- Exercise -
Reproduce verbatim the passage of the Antonio Costa article that starts at "By Sergio Goncalves" and ends at "large investment projects.".

START Page text

By Sergio Goncalves
LISBON (Reuters) – Portugal’s Antonio Costa has long been building support among European peers to become the president of the European Council, hoping his skills as a pragmatic negotiator will help him win the job.
Costa, 62, stepped down as Portugal’s prime minister last November over an investigation into alleged illegalities in his government’s handling of several large investment projects.
But Costa has denied wrongdoing, was never charged with a crime and is the frontrunner to succeed Belgium’s Charles Michel as the person who chairs summits of the 27 EU national leaders at which the bloc’s political agenda is set.
In that role, Costa would have to have to build bridges between heads of state and government in a fragmented Europe with the far right on the rise.
Although his chief of staff was briefly arrested, the prosecutors’ case has largely fallen apart after judges at Lisbon’s Court of Appeal and Portugal’s ombudswoman said the investigation was based on speculation, not evidence.
While the centre-right European People’s Party is expected to put forward Ursula von der Leyen for another term at the helm of the European Commission, the centre-left Socialists and Democrats were set to propose Costa at an informal dinner on Monday to lead the Council.
Former European Commission chief Jose Manuel Durão Barroso, a fellow Portuguese, told El Español newspaper on Sunday that Costa’s name “generates the most agreement, clearly, in the Socialist family and also outside it”.
‘OPEN SECRET’
Costa’s appetite for a top European position has been an open secret for years. In March 2022, amid speculation Costa was angling for a Brussels job, Portuguese President Marcelo Rebelo de Sousa warned him that he would call an election if he were to leave his post early.
Costa now has the support of the new conservative premier, Luis Montenegro, the blessing of German Chancellor Olaf Scholz, and is one of the centre-left candidates who generates the least opposition from the far right.
He also has a good relationship with Hungary’s nationalist Prime Minister Viktor Orban – as evidenced by an unannounced stopover he made in Budapest in May 2023 to watch a soccer final alongside his counterpart on Orban’s birthday.

END Page text
START Dataset excerpts

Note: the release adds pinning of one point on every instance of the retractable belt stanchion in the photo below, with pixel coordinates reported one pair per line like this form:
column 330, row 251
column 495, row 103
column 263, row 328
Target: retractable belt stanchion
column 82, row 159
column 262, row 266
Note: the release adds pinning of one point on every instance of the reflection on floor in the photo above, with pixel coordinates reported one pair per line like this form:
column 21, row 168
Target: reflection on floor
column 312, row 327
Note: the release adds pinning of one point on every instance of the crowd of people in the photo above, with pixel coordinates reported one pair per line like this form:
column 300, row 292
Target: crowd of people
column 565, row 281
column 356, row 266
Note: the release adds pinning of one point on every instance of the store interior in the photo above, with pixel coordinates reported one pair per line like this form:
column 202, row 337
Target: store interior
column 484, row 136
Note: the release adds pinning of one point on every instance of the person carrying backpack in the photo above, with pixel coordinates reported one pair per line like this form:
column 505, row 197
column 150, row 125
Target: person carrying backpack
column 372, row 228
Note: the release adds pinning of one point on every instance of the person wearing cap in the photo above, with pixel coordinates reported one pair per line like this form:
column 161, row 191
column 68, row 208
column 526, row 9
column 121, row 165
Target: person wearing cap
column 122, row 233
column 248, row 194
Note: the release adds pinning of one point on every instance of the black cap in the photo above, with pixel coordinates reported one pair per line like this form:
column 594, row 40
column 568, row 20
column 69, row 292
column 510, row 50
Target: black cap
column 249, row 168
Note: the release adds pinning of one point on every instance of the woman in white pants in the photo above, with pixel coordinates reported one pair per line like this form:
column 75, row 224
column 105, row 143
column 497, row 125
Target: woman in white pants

END Dataset excerpts

- Exercise response -
By Sergio Goncalves
LISBON (Reuters) – Portugal’s Antonio Costa has long been building support among European peers to become the president of the European Council, hoping his skills as a pragmatic negotiator will help him win the job.
Costa, 62, stepped down as Portugal’s prime minister last November over an investigation into alleged illegalities in his government’s handling of several large investment projects.